(Records excerpted from a collection)
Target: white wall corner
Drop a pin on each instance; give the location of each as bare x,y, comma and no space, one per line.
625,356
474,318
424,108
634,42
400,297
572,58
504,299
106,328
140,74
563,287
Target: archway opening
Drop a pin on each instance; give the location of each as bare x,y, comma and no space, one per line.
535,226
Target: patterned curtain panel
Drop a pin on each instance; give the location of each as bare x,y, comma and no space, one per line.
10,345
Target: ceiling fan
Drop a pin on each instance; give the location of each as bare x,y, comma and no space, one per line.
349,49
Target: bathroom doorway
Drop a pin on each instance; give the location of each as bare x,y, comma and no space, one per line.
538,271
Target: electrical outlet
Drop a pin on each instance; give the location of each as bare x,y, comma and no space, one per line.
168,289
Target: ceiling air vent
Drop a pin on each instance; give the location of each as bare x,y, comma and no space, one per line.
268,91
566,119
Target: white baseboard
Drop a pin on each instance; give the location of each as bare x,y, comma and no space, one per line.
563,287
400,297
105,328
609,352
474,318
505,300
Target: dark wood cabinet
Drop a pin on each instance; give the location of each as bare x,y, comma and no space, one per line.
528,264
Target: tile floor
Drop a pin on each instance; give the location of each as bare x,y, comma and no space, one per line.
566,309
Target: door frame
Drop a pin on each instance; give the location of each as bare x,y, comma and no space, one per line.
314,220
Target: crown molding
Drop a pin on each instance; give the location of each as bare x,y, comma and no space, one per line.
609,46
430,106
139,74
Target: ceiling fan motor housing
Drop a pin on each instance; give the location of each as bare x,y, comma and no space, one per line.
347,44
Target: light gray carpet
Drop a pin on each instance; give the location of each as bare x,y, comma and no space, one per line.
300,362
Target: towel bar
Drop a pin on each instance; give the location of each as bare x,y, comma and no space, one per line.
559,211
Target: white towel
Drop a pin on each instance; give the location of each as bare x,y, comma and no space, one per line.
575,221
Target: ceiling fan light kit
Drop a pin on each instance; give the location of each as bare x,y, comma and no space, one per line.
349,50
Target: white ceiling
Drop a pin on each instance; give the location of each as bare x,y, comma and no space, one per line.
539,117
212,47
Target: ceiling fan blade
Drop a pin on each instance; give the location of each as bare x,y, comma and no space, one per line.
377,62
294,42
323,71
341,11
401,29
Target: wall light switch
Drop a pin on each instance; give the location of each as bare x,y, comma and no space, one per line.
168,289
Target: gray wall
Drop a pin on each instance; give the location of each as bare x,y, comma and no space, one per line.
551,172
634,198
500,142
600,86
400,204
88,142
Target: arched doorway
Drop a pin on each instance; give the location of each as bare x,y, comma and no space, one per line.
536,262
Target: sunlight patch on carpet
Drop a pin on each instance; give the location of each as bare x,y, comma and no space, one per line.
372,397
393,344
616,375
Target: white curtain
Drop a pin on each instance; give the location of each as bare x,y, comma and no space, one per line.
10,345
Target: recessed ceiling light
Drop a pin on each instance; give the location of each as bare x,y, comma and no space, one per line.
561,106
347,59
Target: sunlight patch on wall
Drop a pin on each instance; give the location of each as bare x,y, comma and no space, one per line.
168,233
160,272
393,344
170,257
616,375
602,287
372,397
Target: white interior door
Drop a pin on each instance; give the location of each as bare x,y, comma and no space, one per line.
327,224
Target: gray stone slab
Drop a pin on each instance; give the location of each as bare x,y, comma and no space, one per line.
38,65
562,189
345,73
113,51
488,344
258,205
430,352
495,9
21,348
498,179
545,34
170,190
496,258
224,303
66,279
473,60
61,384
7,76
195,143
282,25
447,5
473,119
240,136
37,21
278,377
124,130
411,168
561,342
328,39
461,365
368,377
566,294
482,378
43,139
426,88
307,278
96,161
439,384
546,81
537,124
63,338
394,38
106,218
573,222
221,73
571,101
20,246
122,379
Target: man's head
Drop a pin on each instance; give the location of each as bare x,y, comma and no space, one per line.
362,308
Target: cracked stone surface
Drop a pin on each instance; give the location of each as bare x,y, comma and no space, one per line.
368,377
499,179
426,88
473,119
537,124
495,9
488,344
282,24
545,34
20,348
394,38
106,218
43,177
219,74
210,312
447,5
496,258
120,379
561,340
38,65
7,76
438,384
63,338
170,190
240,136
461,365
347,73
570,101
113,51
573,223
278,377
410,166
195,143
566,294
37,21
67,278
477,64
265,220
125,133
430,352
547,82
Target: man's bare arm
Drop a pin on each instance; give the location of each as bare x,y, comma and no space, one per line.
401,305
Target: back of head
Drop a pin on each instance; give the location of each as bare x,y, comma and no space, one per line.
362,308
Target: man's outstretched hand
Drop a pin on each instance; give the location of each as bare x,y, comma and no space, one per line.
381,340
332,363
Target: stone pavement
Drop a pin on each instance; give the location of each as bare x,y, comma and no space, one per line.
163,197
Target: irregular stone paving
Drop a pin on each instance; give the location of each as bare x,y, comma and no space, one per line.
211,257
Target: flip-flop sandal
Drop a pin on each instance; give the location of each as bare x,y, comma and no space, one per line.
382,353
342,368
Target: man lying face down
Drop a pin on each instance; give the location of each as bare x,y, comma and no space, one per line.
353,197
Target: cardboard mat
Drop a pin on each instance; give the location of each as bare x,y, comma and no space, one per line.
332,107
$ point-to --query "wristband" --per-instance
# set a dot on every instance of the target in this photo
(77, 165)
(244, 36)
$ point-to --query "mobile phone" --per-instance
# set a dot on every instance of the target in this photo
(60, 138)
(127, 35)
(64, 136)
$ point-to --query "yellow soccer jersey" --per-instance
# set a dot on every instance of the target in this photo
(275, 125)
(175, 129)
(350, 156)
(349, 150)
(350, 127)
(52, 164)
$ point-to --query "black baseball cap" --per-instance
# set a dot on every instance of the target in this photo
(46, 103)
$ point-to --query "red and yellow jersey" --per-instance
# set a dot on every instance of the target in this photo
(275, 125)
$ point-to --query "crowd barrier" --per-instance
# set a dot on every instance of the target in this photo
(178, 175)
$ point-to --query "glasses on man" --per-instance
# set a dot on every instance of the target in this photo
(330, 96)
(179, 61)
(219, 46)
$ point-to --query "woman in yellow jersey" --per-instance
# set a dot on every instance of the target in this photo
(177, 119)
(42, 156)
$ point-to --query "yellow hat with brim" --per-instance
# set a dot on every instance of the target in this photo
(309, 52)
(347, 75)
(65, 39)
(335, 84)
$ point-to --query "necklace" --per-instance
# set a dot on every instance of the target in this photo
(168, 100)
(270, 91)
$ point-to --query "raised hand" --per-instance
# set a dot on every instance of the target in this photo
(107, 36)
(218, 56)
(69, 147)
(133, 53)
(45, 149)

ABOUT THIS EXERCISE
Quote exactly the first line of the entries and every line after it, stopping with the line that contains "Target: patterned curtain panel".

ANSWER TO THIS PROBLEM
Target: white wall corner
Drop a pin on each instance; give the location of each as bare x,y, comma and no space, one per line.
625,356
474,318
424,108
634,42
400,297
572,58
504,299
106,328
140,74
563,287
Target: archway opening
Drop a pin on each instance; give the location of each as bare x,y, comma and no space, one per line.
535,226
Target: patterned curtain panel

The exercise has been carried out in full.